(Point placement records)
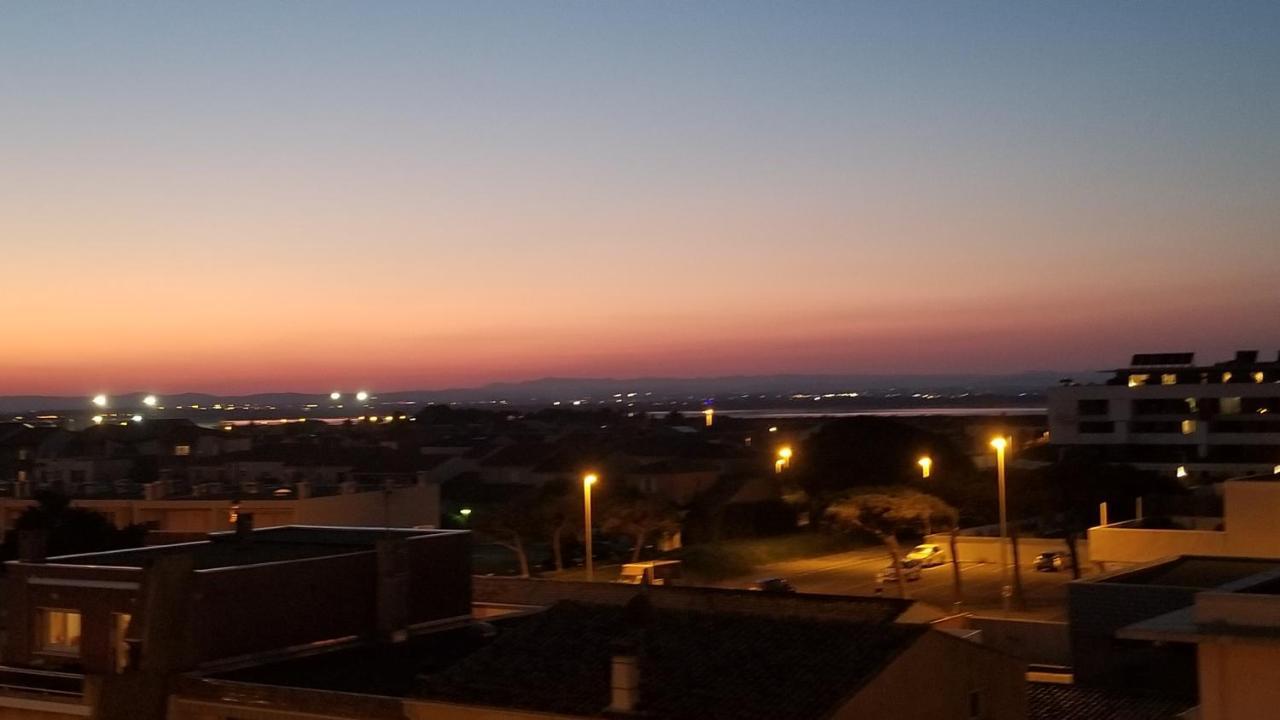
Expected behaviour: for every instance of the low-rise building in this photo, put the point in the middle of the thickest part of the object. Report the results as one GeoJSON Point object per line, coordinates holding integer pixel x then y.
{"type": "Point", "coordinates": [1168, 413]}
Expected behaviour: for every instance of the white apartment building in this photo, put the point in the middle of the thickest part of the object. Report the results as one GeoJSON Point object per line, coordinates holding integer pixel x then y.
{"type": "Point", "coordinates": [1166, 413]}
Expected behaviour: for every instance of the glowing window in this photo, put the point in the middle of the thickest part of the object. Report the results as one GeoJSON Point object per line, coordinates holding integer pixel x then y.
{"type": "Point", "coordinates": [59, 630]}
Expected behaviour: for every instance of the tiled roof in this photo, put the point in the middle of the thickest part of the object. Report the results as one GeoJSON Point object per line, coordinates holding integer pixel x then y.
{"type": "Point", "coordinates": [1047, 701]}
{"type": "Point", "coordinates": [693, 665]}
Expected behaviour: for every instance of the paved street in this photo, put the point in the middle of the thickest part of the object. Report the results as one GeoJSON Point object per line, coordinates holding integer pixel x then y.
{"type": "Point", "coordinates": [854, 573]}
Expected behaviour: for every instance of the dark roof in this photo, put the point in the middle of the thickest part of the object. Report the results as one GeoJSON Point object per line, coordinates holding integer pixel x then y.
{"type": "Point", "coordinates": [693, 665]}
{"type": "Point", "coordinates": [1047, 701]}
{"type": "Point", "coordinates": [269, 545]}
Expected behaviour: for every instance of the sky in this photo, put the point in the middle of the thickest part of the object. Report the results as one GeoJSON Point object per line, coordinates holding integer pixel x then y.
{"type": "Point", "coordinates": [234, 196]}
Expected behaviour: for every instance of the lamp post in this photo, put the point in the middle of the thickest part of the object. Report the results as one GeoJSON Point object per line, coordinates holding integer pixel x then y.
{"type": "Point", "coordinates": [1005, 589]}
{"type": "Point", "coordinates": [588, 481]}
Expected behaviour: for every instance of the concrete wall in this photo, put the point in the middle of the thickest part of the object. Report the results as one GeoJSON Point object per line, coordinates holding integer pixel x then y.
{"type": "Point", "coordinates": [1121, 545]}
{"type": "Point", "coordinates": [1036, 642]}
{"type": "Point", "coordinates": [935, 678]}
{"type": "Point", "coordinates": [1238, 679]}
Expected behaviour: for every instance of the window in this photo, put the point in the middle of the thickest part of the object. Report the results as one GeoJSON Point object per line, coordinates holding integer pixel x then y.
{"type": "Point", "coordinates": [119, 633]}
{"type": "Point", "coordinates": [59, 630]}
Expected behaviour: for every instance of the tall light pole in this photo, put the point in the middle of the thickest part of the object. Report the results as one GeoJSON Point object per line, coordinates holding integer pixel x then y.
{"type": "Point", "coordinates": [1005, 589]}
{"type": "Point", "coordinates": [588, 481]}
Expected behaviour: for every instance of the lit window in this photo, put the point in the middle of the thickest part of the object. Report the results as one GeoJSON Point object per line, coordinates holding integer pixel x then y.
{"type": "Point", "coordinates": [59, 630]}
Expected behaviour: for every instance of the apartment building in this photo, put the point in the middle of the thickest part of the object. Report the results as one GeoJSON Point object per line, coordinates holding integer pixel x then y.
{"type": "Point", "coordinates": [1168, 413]}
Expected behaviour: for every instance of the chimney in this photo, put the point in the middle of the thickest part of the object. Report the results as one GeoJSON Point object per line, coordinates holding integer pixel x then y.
{"type": "Point", "coordinates": [243, 527]}
{"type": "Point", "coordinates": [32, 546]}
{"type": "Point", "coordinates": [625, 665]}
{"type": "Point", "coordinates": [624, 682]}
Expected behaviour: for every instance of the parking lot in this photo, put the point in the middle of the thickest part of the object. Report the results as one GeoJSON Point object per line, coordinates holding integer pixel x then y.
{"type": "Point", "coordinates": [854, 573]}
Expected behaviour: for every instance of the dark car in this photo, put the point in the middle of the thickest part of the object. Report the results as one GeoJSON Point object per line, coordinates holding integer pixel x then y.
{"type": "Point", "coordinates": [1052, 561]}
{"type": "Point", "coordinates": [773, 584]}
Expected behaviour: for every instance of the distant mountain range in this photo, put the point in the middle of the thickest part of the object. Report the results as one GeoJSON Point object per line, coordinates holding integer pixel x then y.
{"type": "Point", "coordinates": [545, 391]}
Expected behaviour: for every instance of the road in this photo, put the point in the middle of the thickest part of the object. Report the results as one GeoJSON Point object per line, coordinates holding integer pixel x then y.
{"type": "Point", "coordinates": [854, 573]}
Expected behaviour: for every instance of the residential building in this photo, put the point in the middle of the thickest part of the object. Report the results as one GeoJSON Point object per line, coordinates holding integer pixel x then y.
{"type": "Point", "coordinates": [1246, 529]}
{"type": "Point", "coordinates": [1168, 413]}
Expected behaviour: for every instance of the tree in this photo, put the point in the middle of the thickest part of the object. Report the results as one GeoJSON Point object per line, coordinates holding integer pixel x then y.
{"type": "Point", "coordinates": [640, 516]}
{"type": "Point", "coordinates": [561, 513]}
{"type": "Point", "coordinates": [886, 513]}
{"type": "Point", "coordinates": [860, 452]}
{"type": "Point", "coordinates": [71, 529]}
{"type": "Point", "coordinates": [511, 524]}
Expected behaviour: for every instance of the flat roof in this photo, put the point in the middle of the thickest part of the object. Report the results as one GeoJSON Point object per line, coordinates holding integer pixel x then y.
{"type": "Point", "coordinates": [266, 545]}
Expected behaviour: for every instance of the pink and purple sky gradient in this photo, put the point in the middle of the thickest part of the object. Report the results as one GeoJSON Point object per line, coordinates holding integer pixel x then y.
{"type": "Point", "coordinates": [242, 196]}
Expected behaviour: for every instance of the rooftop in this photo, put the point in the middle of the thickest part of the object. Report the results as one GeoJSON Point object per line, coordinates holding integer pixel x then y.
{"type": "Point", "coordinates": [268, 545]}
{"type": "Point", "coordinates": [1047, 701]}
{"type": "Point", "coordinates": [693, 664]}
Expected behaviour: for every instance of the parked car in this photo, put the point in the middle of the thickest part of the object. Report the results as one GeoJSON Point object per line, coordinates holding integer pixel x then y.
{"type": "Point", "coordinates": [910, 572]}
{"type": "Point", "coordinates": [773, 584]}
{"type": "Point", "coordinates": [928, 555]}
{"type": "Point", "coordinates": [1052, 561]}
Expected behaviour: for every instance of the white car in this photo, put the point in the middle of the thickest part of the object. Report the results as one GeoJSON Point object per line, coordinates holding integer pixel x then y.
{"type": "Point", "coordinates": [927, 555]}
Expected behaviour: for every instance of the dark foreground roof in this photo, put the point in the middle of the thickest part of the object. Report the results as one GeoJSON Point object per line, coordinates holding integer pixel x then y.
{"type": "Point", "coordinates": [693, 665]}
{"type": "Point", "coordinates": [1046, 701]}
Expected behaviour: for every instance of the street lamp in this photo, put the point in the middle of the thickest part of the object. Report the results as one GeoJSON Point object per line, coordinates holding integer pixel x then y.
{"type": "Point", "coordinates": [926, 465]}
{"type": "Point", "coordinates": [588, 481]}
{"type": "Point", "coordinates": [1005, 591]}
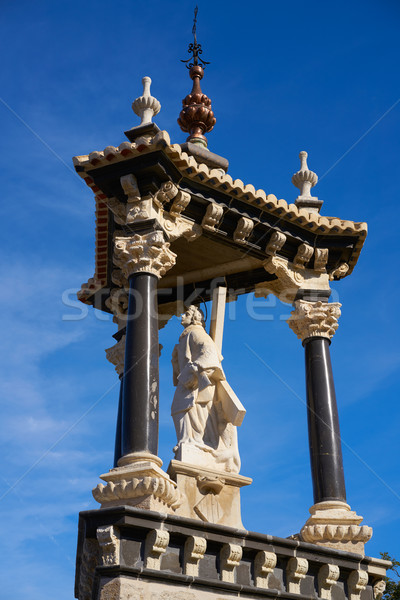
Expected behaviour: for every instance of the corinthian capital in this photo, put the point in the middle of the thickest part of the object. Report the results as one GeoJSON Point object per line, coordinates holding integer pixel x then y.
{"type": "Point", "coordinates": [311, 319]}
{"type": "Point", "coordinates": [147, 253]}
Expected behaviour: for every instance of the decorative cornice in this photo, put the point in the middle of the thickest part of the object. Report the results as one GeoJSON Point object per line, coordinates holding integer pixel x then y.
{"type": "Point", "coordinates": [147, 253]}
{"type": "Point", "coordinates": [311, 319]}
{"type": "Point", "coordinates": [290, 278]}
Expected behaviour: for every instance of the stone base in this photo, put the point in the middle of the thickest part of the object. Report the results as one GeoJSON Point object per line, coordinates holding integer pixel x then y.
{"type": "Point", "coordinates": [335, 525]}
{"type": "Point", "coordinates": [138, 481]}
{"type": "Point", "coordinates": [209, 495]}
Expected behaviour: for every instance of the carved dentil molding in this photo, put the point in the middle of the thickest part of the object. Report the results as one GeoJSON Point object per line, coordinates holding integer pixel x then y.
{"type": "Point", "coordinates": [310, 319]}
{"type": "Point", "coordinates": [290, 278]}
{"type": "Point", "coordinates": [116, 355]}
{"type": "Point", "coordinates": [147, 253]}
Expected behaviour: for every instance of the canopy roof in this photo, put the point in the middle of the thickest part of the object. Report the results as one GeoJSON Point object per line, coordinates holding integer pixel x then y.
{"type": "Point", "coordinates": [234, 222]}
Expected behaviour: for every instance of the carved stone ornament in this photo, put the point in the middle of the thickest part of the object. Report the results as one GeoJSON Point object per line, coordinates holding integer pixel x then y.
{"type": "Point", "coordinates": [141, 483]}
{"type": "Point", "coordinates": [195, 548]}
{"type": "Point", "coordinates": [264, 564]}
{"type": "Point", "coordinates": [356, 583]}
{"type": "Point", "coordinates": [146, 106]}
{"type": "Point", "coordinates": [303, 256]}
{"type": "Point", "coordinates": [156, 544]}
{"type": "Point", "coordinates": [147, 253]}
{"type": "Point", "coordinates": [108, 538]}
{"type": "Point", "coordinates": [379, 588]}
{"type": "Point", "coordinates": [310, 319]}
{"type": "Point", "coordinates": [181, 201]}
{"type": "Point", "coordinates": [290, 279]}
{"type": "Point", "coordinates": [90, 560]}
{"type": "Point", "coordinates": [117, 302]}
{"type": "Point", "coordinates": [320, 259]}
{"type": "Point", "coordinates": [327, 577]}
{"type": "Point", "coordinates": [116, 355]}
{"type": "Point", "coordinates": [230, 557]}
{"type": "Point", "coordinates": [334, 524]}
{"type": "Point", "coordinates": [213, 216]}
{"type": "Point", "coordinates": [275, 243]}
{"type": "Point", "coordinates": [243, 230]}
{"type": "Point", "coordinates": [167, 192]}
{"type": "Point", "coordinates": [296, 571]}
{"type": "Point", "coordinates": [339, 272]}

• Given request: Reproduce the lines from the line containing "Expected behaviour: for every instance of the canopy" through the end of the records, substituting "widest part" for "thickest part" and leaving everything else unchanged.

• Task solution:
Expected behaviour: for every instance of the canopy roof in this photo, put the point in the middle of the widest part of the object. Report the results as one GeoJSON Point object per line, coordinates holding integer pixel x then y.
{"type": "Point", "coordinates": [234, 222]}
Expected behaviour: for every instance of the carved stone ornament in this photo, put the point in the middle of the widest part of the object. Report the results as one GeoJSON Point object per line, coordinates holding integer pixel x then y.
{"type": "Point", "coordinates": [141, 483]}
{"type": "Point", "coordinates": [195, 548]}
{"type": "Point", "coordinates": [264, 564]}
{"type": "Point", "coordinates": [356, 583]}
{"type": "Point", "coordinates": [146, 106]}
{"type": "Point", "coordinates": [303, 256]}
{"type": "Point", "coordinates": [156, 544]}
{"type": "Point", "coordinates": [147, 253]}
{"type": "Point", "coordinates": [108, 538]}
{"type": "Point", "coordinates": [379, 588]}
{"type": "Point", "coordinates": [310, 319]}
{"type": "Point", "coordinates": [181, 201]}
{"type": "Point", "coordinates": [290, 279]}
{"type": "Point", "coordinates": [90, 560]}
{"type": "Point", "coordinates": [117, 302]}
{"type": "Point", "coordinates": [320, 259]}
{"type": "Point", "coordinates": [327, 577]}
{"type": "Point", "coordinates": [116, 355]}
{"type": "Point", "coordinates": [230, 557]}
{"type": "Point", "coordinates": [334, 524]}
{"type": "Point", "coordinates": [213, 216]}
{"type": "Point", "coordinates": [275, 243]}
{"type": "Point", "coordinates": [243, 230]}
{"type": "Point", "coordinates": [167, 192]}
{"type": "Point", "coordinates": [296, 571]}
{"type": "Point", "coordinates": [339, 272]}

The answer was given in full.